(Task directions) Duplicate every one of the following rows, keeping each line identical to the original.

(Excerpts from point annotation data)
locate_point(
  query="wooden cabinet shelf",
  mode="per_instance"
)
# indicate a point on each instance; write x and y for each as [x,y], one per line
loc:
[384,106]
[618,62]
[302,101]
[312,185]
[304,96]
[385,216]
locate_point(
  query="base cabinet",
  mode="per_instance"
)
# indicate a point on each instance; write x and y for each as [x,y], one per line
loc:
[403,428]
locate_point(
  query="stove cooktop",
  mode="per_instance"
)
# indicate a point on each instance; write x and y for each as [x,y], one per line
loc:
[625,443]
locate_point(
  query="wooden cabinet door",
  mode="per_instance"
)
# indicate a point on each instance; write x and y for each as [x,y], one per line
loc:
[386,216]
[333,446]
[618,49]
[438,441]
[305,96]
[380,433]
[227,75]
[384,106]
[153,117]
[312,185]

(Reply)
locate_point(
  query="wooden cabinet shelf",
  mode="per_instance"
)
# indicate a point on each instance; write x and y for each as [x,y], one per line
loc:
[384,106]
[618,62]
[302,101]
[312,185]
[304,96]
[385,216]
locate_point(
  query="base cabinet",
  mode="per_instance"
)
# indicate a point on each instance; write x and y for each as [x,y], one per line
loc:
[403,428]
locate_point(
  query="stove cooktop",
  mode="per_instance"
)
# indicate a point on each instance; write x and y for each as [x,y], one per line
loc:
[625,443]
locate_point(
  query="wooden cabinet door",
  mode="per_instance"
)
# indicate a point on each instance; write x and y for each as [x,y], one per line
loc:
[386,216]
[333,446]
[618,49]
[438,441]
[305,96]
[380,433]
[227,75]
[384,106]
[153,117]
[312,185]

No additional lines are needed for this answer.